═══ Datasetrijen ═══
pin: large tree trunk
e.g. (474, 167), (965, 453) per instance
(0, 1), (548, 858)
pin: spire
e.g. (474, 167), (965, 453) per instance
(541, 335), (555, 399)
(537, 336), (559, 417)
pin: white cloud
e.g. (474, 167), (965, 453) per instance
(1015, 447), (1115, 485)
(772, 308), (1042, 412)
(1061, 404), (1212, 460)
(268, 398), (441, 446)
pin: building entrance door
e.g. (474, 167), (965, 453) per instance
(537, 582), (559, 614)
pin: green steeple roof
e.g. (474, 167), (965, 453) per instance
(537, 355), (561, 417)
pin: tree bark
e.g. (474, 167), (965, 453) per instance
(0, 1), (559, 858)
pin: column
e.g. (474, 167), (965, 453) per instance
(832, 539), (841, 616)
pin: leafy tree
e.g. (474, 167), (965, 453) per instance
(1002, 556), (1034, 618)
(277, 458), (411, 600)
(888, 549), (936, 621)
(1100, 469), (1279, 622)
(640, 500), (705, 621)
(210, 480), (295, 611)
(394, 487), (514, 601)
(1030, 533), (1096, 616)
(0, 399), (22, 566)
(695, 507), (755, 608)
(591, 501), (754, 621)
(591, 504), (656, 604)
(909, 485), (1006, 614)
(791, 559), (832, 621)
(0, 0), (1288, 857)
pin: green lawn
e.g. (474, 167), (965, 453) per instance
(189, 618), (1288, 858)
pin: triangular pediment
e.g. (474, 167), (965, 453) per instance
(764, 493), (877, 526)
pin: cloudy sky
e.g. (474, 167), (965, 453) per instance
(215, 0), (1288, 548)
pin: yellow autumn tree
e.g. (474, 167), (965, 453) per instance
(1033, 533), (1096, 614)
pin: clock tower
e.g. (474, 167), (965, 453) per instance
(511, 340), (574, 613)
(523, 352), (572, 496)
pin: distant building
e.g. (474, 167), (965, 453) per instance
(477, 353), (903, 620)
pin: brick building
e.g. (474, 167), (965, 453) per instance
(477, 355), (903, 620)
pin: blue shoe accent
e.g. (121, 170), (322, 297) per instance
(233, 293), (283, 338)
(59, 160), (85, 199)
═══
═══ Datasetrijen ═══
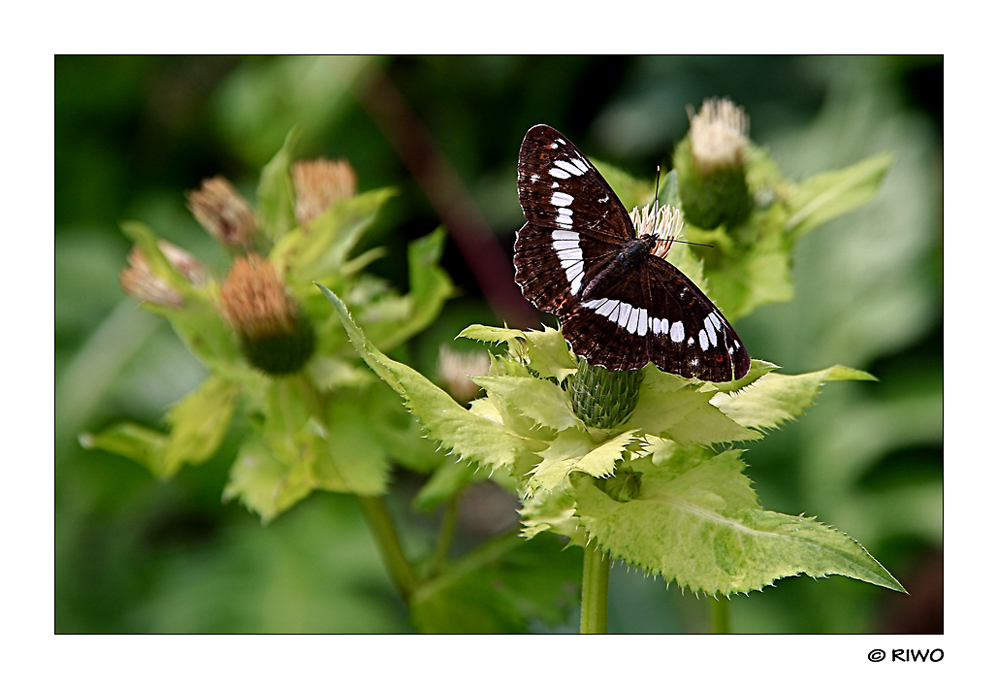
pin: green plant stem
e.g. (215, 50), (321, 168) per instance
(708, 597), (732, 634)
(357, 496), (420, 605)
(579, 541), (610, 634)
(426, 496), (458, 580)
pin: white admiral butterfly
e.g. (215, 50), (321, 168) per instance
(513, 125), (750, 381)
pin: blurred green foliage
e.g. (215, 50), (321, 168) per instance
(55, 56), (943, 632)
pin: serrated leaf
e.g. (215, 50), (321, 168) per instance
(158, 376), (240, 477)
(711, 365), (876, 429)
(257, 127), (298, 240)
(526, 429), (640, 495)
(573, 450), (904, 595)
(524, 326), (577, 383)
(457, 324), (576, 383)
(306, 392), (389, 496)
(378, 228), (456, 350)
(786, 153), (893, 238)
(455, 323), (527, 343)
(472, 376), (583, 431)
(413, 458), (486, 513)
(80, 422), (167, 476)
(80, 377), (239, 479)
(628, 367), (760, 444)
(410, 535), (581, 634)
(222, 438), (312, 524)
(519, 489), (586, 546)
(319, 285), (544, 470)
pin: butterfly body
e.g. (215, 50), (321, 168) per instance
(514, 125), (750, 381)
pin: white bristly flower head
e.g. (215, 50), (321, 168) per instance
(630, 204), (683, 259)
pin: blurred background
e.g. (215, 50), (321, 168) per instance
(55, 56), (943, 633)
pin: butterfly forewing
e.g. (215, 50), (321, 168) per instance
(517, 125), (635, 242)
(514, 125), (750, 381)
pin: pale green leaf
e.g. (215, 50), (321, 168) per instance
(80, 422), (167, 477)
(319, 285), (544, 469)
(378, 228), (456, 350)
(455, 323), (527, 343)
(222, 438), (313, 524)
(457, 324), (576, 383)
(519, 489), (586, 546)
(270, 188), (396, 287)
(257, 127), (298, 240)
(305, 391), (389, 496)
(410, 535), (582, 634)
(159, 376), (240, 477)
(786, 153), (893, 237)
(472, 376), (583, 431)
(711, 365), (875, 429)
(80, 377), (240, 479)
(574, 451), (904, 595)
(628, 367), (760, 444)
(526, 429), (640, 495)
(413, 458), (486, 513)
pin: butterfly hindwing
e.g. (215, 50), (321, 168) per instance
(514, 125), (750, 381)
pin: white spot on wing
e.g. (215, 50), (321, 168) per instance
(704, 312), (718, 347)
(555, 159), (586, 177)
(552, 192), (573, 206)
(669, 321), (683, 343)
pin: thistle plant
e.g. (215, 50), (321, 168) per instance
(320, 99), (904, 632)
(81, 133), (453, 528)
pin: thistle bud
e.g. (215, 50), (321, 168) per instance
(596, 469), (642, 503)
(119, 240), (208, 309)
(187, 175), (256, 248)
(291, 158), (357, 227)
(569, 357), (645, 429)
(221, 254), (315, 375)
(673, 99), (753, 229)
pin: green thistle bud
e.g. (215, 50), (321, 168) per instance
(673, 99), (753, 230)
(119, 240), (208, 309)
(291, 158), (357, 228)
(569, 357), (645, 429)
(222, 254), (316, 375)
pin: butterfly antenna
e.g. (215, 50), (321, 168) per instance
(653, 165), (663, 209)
═══
═══ Datasetrijen ═══
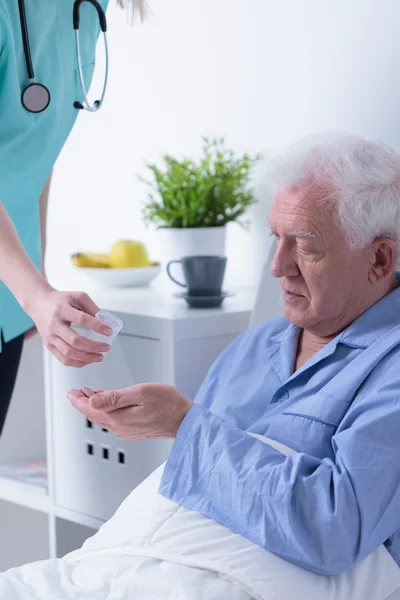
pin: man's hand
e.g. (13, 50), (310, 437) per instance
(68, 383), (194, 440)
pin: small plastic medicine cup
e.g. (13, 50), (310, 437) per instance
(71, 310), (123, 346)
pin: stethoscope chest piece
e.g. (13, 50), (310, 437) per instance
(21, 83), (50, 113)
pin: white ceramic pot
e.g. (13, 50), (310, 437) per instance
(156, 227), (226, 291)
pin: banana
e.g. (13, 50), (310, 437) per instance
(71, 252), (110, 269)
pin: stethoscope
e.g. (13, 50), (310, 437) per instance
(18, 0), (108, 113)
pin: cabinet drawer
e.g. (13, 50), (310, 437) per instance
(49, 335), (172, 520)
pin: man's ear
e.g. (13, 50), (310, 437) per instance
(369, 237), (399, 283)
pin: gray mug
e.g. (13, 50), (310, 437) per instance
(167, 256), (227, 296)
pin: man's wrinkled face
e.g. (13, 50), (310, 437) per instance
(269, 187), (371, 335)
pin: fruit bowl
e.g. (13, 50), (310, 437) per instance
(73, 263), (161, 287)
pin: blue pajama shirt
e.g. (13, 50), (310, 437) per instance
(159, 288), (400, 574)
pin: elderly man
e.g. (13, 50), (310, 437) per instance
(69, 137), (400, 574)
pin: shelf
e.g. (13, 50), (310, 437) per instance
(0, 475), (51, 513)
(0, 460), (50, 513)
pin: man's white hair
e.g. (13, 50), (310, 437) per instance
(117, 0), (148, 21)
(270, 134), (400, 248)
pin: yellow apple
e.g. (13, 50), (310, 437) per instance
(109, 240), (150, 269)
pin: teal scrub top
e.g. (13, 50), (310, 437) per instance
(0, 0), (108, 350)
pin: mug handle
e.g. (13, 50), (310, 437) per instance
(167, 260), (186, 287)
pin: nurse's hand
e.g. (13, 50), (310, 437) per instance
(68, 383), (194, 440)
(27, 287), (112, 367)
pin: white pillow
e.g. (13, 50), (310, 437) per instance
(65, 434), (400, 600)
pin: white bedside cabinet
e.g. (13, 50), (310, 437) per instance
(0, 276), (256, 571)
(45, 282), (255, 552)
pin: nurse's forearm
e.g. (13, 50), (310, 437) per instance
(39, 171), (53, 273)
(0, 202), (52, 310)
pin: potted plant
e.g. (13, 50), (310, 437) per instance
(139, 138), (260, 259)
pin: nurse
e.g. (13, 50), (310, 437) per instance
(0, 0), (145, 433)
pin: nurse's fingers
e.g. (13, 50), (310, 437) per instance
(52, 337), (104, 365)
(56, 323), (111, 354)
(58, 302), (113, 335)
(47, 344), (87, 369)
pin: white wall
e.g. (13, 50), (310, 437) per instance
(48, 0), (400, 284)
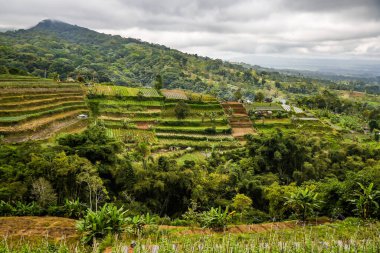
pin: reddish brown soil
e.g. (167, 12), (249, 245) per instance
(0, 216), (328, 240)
═══
## Opdracht
Zet alle data vanaf de regel met "pin: large tree trunk" tot en met de regel met "(832, 539), (841, 616)" om naar een CSV-bestand met de kolommen "tekst" en "antwoord", met één rij per regel die met "pin:" begint. Zet de tekst en de bijbehorende coördinaten elk in één veld tussen aanhalingstekens en vervang regeleinden door spaties.

## Oplossing
tekst,antwoord
"pin: large tree trunk e.g. (474, 167), (965, 453) per instance","(0, 1), (548, 858)"
"pin: spire e.g. (474, 167), (965, 453) per instance","(541, 335), (555, 399) (537, 336), (559, 417)"
"pin: white cloud e.g. (474, 167), (965, 453) per instance","(1015, 447), (1115, 485) (772, 308), (1042, 412) (1061, 404), (1212, 460) (268, 398), (441, 446)"
"pin: building entrance door e.g. (474, 167), (965, 453) per instance","(537, 582), (559, 614)"
"pin: green steeple roof e.g. (474, 167), (965, 453) per instance","(537, 355), (561, 417)"
"pin: tree bark e.g. (474, 167), (965, 453) per instance","(0, 1), (559, 858)"
"pin: column e.g. (474, 167), (965, 453) per instance","(832, 539), (841, 616)"